DATA EXTRACT

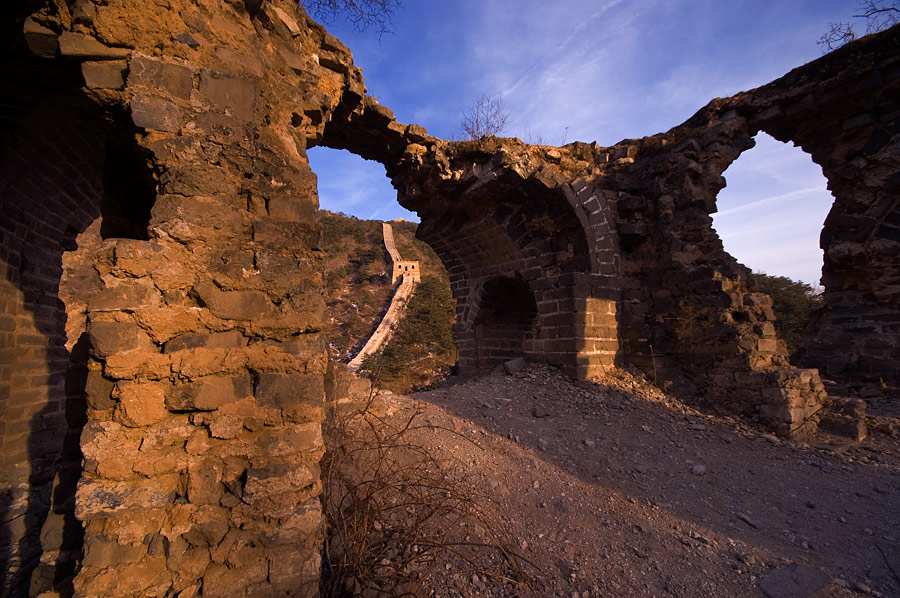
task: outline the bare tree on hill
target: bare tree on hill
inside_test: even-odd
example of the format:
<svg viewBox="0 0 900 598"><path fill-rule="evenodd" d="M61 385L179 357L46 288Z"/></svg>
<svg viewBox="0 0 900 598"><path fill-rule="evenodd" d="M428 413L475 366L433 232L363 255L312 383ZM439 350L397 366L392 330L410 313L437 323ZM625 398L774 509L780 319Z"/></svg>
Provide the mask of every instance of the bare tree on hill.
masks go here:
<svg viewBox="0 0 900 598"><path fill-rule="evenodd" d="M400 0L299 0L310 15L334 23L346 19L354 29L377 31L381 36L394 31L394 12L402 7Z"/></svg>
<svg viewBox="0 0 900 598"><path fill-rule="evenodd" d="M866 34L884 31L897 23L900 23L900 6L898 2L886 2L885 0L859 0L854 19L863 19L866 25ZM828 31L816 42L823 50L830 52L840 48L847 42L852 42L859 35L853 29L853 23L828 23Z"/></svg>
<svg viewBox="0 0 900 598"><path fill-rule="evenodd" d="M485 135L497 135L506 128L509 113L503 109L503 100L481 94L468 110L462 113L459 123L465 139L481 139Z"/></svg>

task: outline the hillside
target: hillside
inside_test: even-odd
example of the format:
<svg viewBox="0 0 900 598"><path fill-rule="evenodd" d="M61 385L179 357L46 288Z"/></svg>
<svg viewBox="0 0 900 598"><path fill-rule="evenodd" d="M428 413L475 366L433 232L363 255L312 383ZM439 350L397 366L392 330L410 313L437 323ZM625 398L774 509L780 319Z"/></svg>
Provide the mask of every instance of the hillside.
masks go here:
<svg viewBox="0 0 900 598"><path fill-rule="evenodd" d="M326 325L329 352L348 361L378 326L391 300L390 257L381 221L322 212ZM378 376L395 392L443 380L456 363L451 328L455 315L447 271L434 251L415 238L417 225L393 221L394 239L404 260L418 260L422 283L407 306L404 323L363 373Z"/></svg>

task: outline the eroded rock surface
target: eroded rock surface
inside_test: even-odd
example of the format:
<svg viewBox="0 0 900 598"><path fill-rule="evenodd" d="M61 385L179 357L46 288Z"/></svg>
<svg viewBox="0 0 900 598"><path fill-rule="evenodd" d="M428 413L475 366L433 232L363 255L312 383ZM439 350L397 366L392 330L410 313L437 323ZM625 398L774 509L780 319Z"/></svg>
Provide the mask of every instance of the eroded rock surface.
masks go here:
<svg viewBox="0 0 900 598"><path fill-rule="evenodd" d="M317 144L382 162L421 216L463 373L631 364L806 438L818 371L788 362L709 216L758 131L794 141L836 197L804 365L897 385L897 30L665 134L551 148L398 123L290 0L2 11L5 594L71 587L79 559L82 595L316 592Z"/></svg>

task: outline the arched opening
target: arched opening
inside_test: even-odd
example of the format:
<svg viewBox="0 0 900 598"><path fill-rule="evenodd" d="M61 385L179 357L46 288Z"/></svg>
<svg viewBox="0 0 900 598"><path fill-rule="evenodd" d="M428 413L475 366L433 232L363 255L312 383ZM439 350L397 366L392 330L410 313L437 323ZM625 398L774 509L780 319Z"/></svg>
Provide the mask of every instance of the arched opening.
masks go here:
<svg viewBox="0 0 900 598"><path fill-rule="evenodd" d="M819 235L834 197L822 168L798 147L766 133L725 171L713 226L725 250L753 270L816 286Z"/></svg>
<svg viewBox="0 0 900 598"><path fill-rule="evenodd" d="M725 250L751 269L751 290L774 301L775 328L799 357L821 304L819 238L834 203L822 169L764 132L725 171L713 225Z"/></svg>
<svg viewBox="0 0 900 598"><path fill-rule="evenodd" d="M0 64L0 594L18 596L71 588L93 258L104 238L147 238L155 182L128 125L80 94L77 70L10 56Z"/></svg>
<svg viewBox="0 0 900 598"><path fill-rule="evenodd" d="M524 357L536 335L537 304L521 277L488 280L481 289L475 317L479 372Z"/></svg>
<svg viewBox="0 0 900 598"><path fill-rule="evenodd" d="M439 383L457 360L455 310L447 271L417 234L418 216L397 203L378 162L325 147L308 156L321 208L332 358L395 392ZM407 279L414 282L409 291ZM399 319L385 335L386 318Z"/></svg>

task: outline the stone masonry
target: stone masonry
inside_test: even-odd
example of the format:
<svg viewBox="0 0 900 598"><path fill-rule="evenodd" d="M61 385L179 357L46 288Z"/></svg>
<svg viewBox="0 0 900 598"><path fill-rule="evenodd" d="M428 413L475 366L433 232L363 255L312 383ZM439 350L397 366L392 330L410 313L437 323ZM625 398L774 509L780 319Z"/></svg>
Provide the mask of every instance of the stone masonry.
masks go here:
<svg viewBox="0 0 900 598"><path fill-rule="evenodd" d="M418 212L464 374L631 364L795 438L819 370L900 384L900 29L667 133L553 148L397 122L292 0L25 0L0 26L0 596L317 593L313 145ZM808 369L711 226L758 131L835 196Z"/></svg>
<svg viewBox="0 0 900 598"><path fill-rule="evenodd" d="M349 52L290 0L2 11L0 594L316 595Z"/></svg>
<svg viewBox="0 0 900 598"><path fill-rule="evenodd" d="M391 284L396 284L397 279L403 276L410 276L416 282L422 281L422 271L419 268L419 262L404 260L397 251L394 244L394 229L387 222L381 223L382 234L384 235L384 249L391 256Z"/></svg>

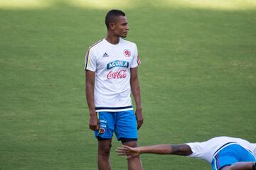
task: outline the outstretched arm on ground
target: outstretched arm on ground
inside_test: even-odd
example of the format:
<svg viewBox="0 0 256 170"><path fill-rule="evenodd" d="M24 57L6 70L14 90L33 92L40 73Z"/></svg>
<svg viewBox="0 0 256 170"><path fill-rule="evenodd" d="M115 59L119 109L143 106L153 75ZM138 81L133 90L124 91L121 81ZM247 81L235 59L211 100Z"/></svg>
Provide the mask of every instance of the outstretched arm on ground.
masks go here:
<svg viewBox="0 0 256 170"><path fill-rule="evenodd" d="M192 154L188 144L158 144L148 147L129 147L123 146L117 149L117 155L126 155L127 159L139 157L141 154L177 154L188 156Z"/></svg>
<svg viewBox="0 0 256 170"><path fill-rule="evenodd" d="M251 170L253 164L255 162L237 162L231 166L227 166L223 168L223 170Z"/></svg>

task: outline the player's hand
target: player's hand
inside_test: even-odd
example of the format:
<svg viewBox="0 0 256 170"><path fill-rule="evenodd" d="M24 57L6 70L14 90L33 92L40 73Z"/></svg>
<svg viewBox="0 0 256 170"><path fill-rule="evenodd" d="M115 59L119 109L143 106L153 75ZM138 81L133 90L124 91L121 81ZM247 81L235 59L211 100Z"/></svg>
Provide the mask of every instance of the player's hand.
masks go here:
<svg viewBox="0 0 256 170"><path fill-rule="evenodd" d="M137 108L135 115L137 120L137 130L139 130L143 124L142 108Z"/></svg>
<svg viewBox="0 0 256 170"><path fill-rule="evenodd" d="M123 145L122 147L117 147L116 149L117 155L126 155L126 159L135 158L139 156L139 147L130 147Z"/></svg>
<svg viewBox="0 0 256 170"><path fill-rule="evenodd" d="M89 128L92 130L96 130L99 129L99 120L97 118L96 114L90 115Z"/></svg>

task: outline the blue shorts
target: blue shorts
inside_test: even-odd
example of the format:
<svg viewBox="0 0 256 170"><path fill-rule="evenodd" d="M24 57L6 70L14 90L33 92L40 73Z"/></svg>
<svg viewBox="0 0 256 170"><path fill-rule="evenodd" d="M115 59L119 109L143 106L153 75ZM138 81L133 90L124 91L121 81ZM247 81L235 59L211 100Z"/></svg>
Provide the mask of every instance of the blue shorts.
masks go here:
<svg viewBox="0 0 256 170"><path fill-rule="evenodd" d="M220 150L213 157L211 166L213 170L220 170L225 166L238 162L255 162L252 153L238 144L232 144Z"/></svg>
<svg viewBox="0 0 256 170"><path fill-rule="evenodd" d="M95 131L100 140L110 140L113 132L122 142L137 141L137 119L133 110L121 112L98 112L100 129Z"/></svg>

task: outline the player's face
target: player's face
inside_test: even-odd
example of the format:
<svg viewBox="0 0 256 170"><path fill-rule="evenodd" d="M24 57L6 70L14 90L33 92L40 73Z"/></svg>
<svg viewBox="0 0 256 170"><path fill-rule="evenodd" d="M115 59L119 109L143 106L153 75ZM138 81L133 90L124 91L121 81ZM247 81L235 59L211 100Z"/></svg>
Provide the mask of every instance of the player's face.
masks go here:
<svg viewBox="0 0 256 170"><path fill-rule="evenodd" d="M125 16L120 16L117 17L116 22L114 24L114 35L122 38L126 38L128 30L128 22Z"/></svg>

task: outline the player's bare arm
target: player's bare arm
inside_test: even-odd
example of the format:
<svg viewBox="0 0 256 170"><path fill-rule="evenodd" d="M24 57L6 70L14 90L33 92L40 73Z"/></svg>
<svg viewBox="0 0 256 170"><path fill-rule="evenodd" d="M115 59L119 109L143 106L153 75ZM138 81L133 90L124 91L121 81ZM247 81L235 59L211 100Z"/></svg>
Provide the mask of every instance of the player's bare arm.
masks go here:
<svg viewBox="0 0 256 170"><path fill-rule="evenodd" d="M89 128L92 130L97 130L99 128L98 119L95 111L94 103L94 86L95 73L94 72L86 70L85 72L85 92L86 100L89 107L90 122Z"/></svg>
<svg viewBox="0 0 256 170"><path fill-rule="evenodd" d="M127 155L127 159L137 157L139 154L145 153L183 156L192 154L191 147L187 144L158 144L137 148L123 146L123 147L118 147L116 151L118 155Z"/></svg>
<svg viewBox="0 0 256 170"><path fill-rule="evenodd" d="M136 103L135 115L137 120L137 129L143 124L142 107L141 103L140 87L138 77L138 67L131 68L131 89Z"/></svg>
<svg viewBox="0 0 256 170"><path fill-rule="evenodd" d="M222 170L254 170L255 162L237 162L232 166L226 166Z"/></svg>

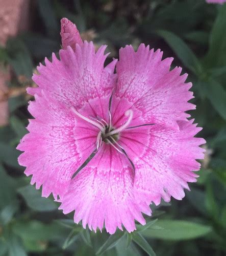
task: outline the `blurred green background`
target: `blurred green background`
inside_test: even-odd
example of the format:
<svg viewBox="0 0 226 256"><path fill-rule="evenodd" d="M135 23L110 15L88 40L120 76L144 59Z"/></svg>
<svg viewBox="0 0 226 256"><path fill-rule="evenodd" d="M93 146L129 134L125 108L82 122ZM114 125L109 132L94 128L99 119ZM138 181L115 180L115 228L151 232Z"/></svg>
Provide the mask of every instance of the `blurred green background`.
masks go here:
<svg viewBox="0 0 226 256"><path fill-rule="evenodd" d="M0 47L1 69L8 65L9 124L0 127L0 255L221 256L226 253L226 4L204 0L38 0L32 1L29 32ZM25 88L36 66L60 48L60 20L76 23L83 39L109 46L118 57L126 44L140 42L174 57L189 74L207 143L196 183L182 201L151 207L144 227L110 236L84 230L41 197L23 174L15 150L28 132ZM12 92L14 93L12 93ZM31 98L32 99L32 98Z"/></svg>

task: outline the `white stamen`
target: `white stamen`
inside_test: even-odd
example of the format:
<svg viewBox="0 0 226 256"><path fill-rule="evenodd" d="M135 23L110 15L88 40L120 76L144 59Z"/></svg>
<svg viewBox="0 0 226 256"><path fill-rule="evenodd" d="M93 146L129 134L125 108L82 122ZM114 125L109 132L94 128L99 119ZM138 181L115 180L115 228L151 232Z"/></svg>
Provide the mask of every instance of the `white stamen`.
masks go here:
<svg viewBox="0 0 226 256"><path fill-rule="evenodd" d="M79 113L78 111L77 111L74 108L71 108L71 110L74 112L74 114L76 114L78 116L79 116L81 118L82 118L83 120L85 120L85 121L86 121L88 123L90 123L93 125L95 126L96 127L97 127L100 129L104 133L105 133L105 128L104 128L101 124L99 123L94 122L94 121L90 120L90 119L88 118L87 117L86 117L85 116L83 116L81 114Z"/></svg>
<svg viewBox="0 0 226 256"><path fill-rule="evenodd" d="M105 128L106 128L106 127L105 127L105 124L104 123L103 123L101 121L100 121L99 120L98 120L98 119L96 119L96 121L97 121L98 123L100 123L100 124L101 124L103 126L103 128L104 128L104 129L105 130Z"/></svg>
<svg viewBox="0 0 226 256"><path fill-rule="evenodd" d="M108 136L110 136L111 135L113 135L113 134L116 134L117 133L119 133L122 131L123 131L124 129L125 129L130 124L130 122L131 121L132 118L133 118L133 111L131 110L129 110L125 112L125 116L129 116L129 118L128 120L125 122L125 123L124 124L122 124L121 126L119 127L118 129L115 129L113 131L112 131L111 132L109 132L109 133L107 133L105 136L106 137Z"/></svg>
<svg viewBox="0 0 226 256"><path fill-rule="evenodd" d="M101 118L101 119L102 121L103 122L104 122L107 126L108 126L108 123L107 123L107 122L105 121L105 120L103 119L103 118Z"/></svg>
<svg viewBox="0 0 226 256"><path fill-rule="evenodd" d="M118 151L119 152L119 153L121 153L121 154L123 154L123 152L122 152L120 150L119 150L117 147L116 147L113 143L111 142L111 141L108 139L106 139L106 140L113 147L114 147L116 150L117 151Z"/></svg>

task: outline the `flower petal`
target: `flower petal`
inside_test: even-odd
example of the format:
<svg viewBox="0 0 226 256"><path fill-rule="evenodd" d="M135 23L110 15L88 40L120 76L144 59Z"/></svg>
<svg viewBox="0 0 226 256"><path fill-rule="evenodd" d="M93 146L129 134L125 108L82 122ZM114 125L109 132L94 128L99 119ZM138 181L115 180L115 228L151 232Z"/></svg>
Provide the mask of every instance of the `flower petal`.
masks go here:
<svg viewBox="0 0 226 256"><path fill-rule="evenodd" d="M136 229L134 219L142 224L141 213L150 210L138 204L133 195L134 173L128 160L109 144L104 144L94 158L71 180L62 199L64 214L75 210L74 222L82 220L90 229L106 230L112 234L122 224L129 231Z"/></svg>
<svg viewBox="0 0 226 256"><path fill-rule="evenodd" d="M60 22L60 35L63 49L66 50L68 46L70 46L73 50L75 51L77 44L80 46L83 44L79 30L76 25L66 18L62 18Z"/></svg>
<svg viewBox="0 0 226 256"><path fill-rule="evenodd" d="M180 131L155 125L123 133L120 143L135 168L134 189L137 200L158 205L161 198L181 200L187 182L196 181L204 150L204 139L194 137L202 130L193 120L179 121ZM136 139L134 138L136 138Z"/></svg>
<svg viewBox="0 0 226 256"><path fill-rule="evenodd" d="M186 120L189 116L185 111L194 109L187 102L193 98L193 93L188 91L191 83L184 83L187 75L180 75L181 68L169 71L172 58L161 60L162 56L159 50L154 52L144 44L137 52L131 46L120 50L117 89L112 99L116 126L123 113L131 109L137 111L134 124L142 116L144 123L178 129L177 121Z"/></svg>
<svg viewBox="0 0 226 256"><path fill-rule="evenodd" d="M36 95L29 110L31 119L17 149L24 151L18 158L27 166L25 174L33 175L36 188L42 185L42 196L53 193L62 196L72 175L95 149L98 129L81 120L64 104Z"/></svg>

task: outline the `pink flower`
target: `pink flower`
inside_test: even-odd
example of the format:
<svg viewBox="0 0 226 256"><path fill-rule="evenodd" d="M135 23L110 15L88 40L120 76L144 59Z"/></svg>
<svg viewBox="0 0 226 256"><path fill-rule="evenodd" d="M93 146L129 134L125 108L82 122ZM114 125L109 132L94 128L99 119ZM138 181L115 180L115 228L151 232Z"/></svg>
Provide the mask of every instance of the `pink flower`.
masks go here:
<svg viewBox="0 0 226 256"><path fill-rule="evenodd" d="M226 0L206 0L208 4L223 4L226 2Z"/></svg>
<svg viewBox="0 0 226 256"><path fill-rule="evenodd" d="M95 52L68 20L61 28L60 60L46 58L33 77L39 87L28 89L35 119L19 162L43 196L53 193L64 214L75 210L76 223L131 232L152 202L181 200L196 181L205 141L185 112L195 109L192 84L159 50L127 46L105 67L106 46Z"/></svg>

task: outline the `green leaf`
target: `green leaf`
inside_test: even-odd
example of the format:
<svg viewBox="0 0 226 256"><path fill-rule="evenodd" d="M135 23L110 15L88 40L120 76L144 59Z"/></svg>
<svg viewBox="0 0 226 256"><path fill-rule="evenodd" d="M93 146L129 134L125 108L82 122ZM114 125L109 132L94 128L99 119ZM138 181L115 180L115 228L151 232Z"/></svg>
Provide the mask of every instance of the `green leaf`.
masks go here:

JOB
Repeat the items from the line that contains "task: outline the arched opening" through the line that contains "383L457 360L455 310L447", both of those lines included, character for character.

FINISHED ANSWER
task: outline the arched opening
target: arched opening
inside_test: even-odd
example of the format:
<svg viewBox="0 0 900 598"><path fill-rule="evenodd" d="M61 385L179 357L46 288Z"/></svg>
<svg viewBox="0 0 900 598"><path fill-rule="evenodd" d="M428 413L475 366L433 232L363 255L312 383ZM439 350L397 366L392 330L410 313L437 323ZM625 398L774 509L780 319Z"/></svg>
Provide the mask of every instance of the arched opening.
masks go here:
<svg viewBox="0 0 900 598"><path fill-rule="evenodd" d="M819 235L834 197L822 168L798 147L766 133L725 171L713 226L725 250L753 270L816 286Z"/></svg>
<svg viewBox="0 0 900 598"><path fill-rule="evenodd" d="M725 250L751 269L751 290L774 301L775 328L799 357L821 304L819 238L834 203L822 169L764 132L725 171L713 225Z"/></svg>
<svg viewBox="0 0 900 598"><path fill-rule="evenodd" d="M0 64L0 594L18 596L71 588L93 258L104 238L147 238L155 182L128 125L80 94L77 70L10 56Z"/></svg>
<svg viewBox="0 0 900 598"><path fill-rule="evenodd" d="M524 357L536 335L537 304L521 277L488 280L481 289L475 317L479 372Z"/></svg>
<svg viewBox="0 0 900 598"><path fill-rule="evenodd" d="M439 383L457 360L455 310L447 271L417 234L418 216L397 203L378 162L325 147L308 156L321 208L332 358L395 392ZM407 279L414 282L409 291ZM399 319L385 335L386 318Z"/></svg>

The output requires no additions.